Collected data
◇ ◇ ◇ ◇ ◇

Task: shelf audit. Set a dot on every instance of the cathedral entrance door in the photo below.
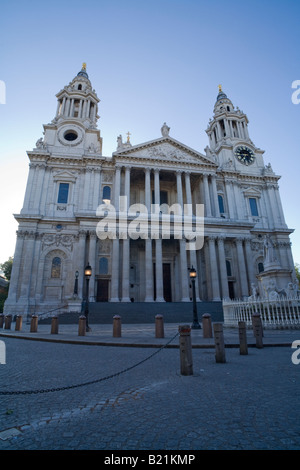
(231, 289)
(102, 290)
(167, 282)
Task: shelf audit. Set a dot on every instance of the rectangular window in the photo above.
(221, 204)
(253, 206)
(63, 193)
(163, 197)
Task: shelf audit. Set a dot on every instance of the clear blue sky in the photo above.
(151, 62)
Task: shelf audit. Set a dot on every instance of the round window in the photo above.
(70, 135)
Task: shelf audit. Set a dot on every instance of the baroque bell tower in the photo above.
(74, 128)
(229, 137)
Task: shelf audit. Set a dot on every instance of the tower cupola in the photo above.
(228, 125)
(78, 101)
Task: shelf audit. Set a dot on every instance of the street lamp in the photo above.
(193, 275)
(87, 274)
(76, 284)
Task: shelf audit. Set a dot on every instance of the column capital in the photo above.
(82, 234)
(221, 238)
(93, 234)
(239, 240)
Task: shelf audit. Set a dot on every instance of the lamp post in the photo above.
(193, 275)
(76, 284)
(87, 273)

◇ ◇ ◇ ◇ ◇

WHAT YOU NEED TO DO
Format the records from the line containing "capital in the photo above." through the end of the records as a Markdown table with the columns Row and Text, numbering each line and leaving out any blank lines.

REPLY TO THE TASK
| Row | Text |
|---|---|
| 1 | Task: shelf audit. Set a dot on every instance of the column capital in the photo above. |
| 2 | (82, 234) |
| 3 | (221, 238) |
| 4 | (93, 234) |
| 5 | (239, 240) |
| 6 | Task: shelf audit. Set a dot on every instance of the lamp post in the photo above. |
| 7 | (193, 275) |
| 8 | (76, 284) |
| 9 | (87, 273) |